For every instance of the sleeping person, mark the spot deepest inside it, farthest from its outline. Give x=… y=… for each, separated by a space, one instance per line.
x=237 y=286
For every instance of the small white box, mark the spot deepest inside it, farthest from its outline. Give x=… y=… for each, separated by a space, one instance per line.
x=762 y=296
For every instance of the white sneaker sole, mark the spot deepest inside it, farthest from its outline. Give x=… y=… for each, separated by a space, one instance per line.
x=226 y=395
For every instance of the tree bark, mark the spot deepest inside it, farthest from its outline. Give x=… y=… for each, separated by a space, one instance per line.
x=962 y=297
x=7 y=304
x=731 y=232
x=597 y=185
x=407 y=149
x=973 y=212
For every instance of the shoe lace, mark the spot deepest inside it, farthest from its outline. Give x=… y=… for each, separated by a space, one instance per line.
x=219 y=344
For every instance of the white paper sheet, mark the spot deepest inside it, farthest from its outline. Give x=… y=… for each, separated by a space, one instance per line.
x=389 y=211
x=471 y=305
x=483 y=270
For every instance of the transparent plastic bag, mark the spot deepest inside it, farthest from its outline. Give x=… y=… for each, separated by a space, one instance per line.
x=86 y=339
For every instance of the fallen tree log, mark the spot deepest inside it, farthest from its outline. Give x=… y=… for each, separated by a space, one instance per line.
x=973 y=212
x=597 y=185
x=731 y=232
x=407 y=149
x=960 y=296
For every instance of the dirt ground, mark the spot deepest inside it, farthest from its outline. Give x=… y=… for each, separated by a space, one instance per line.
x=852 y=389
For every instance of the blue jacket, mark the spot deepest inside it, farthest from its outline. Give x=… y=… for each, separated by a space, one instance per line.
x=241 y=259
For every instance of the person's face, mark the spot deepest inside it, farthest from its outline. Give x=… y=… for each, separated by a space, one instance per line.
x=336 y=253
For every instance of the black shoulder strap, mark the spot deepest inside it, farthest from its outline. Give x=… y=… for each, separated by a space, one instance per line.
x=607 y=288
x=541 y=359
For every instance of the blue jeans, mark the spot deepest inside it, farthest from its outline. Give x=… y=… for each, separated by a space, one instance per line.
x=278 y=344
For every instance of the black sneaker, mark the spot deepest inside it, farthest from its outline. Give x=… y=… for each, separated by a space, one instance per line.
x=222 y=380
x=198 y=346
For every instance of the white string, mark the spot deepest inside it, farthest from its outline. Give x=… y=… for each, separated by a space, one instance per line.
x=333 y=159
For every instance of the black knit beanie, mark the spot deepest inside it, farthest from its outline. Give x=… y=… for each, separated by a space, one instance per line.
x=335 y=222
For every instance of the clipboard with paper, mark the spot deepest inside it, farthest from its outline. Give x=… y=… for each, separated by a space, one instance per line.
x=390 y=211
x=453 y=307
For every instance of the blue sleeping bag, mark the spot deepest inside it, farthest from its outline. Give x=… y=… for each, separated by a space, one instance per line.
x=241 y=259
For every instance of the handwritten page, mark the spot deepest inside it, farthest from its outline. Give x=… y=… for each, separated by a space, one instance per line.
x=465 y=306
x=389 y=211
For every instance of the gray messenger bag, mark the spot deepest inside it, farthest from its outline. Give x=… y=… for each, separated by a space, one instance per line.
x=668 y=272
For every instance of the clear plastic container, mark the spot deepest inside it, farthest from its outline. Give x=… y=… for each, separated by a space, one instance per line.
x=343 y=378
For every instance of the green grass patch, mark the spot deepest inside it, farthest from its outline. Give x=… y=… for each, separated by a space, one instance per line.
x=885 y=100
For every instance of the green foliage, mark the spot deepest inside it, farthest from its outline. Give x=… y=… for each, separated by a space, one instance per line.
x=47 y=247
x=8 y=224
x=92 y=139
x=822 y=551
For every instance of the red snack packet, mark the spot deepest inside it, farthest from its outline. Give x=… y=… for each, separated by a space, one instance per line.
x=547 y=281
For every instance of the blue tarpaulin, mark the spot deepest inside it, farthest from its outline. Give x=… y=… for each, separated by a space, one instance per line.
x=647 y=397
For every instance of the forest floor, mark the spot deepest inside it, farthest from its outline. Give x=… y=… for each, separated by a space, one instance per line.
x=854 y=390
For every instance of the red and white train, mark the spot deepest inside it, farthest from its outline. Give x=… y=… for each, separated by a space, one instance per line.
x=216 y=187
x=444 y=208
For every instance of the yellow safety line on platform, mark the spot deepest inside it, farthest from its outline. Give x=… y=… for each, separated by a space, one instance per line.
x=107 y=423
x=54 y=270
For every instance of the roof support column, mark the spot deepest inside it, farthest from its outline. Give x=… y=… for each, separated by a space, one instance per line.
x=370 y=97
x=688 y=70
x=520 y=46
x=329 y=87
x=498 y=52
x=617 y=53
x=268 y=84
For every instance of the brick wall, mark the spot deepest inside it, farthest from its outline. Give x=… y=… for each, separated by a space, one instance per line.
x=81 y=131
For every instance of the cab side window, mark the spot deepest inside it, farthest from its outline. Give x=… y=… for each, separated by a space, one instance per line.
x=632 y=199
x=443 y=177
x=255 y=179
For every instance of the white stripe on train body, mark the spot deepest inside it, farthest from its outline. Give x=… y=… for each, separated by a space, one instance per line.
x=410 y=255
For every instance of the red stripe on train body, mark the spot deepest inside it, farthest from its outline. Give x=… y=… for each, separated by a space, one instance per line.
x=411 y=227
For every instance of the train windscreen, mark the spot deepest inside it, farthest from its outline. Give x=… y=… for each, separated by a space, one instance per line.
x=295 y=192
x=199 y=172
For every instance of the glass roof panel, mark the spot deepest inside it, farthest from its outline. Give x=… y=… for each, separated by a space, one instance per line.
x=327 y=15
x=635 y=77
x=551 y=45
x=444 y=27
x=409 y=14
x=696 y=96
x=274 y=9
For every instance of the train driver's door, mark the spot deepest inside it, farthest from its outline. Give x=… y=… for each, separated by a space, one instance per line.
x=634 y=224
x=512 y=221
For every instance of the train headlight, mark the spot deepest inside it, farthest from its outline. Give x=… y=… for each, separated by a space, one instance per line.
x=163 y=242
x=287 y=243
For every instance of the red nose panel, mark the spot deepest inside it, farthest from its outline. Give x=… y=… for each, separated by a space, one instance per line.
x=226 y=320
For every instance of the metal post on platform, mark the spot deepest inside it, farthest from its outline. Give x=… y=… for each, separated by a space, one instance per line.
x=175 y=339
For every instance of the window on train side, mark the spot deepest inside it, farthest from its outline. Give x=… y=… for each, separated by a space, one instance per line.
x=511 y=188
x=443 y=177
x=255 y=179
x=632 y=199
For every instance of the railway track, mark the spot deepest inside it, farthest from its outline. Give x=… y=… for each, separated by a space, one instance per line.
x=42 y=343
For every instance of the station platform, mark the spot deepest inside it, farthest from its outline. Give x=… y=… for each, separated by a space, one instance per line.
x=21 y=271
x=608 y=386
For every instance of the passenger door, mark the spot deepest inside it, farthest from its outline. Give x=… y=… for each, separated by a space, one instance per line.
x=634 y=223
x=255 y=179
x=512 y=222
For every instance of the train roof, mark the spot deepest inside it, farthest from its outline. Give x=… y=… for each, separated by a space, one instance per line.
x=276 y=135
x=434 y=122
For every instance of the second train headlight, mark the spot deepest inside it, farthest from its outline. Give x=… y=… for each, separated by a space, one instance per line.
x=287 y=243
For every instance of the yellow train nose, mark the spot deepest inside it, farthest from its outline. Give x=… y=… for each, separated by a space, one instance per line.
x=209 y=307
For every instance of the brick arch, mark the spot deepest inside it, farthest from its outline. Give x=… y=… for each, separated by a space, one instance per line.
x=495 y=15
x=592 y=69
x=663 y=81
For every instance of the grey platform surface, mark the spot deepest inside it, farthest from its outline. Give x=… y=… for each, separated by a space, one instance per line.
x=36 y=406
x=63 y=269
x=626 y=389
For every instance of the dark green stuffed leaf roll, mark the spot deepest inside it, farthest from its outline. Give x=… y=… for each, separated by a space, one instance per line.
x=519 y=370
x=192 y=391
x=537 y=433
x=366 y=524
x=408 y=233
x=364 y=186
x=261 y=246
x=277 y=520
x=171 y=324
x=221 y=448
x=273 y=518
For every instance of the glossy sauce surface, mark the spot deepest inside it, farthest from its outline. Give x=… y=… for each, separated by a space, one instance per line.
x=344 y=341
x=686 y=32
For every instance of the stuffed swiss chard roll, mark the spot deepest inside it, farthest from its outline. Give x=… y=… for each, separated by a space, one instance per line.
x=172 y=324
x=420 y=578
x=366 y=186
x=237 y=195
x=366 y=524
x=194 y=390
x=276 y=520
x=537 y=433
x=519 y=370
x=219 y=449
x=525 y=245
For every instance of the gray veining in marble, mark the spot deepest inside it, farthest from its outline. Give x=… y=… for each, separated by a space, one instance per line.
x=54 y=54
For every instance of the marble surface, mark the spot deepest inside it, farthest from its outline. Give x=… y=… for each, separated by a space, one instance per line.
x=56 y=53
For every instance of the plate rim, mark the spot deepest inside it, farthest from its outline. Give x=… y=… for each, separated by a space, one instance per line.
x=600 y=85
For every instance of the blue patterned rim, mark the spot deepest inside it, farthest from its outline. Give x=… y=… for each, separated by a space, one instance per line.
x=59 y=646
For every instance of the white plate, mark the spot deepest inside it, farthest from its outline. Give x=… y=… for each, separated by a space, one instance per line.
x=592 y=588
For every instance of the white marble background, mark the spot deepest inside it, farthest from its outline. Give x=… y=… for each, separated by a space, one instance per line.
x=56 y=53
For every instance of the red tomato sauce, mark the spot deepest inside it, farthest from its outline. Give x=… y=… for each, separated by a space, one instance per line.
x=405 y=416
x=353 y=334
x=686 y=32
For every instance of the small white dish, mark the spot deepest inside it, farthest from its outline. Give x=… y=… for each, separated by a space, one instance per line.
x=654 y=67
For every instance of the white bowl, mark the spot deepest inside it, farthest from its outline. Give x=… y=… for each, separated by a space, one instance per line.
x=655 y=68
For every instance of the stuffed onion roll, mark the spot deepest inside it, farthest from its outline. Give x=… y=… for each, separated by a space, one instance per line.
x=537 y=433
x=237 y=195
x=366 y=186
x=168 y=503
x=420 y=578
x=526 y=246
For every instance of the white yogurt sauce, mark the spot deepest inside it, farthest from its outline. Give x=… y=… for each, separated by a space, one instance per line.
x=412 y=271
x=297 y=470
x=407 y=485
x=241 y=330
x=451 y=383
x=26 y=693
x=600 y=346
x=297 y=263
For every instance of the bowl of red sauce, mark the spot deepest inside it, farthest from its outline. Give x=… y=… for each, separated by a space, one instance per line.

• REQUIRED ACTION:
Give back, unchanged, every line from the one with "For every instance of the stuffed onion" to the end of the entries above.

• TASK RESPONSE:
For every instance of the stuffed onion roll, mark the spot deepest inside it, farthest from its outline. Give x=… y=… for each, separated by a space, one instance per line.
x=537 y=433
x=237 y=195
x=366 y=186
x=168 y=503
x=420 y=578
x=526 y=246
For every instance of the white yogurt sauce, mark the spot deepest inside it, farthest from its outline. Give x=… y=… for each, separated by a space, one instance per line.
x=412 y=271
x=297 y=470
x=407 y=485
x=241 y=330
x=451 y=383
x=26 y=693
x=600 y=346
x=297 y=263
For every instance of the bowl of red sauce, mark the spot deepest inside it, farthest from its outline. Give x=… y=… for each, separated by a space, one instance per line.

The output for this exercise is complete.